Skin the colour of evening

In Shyama , Bombay Jayashri sings some finely chiselled pieces from Shyama Sastry, the 18th century master composer 

Music Today
Rs 75

Shyama Sastri was born in 1762 at Tiruvarur. His favorite deity was Kamakshi, and many of his slow unravelling swarijatis were sung in her praise. Kanchi Kamakshi (this link will take you to notations in English for this swarajati) in Bhairavi, and Kamakshi in Yadukula Kambhoji, have remained perennial concert favourites. Shyama Sastry's father and forefathers were priests at the temple of Bangaru Kamakshi. He choose to write in Telugu, Sanskrit and Tamil, and signed off as Shyama Krishna.

DATA SECTION:

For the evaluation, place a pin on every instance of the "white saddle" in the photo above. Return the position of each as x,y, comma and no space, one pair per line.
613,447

COMPLETE THE FOLLOWING:
#1 Reproduce the Shyama Sastri text from "Music Today" up to and including "as Shyama Krishna.".
#2 Name every language the Shyama Sastri text says he chose to write in.

EXPECTED ANSWERS:
#1
Music Today
Rs 75

Shyama Sastri was born in 1762 at Tiruvarur. His favorite deity was Kamakshi, and many of his slow unravelling swarijatis were sung in her praise. Kanchi Kamakshi (this link will take you to notations in English for this swarajati) in Bhairavi, and Kamakshi in Yadukula Kambhoji, have remained perennial concert favourites. Shyama Sastry's father and forefathers were priests at the temple of Bangaru Kamakshi. He choose to write in Telugu, Sanskrit and Tamil, and signed off as Shyama Krishna.

#2 Telugu, Sanskrit, Tamil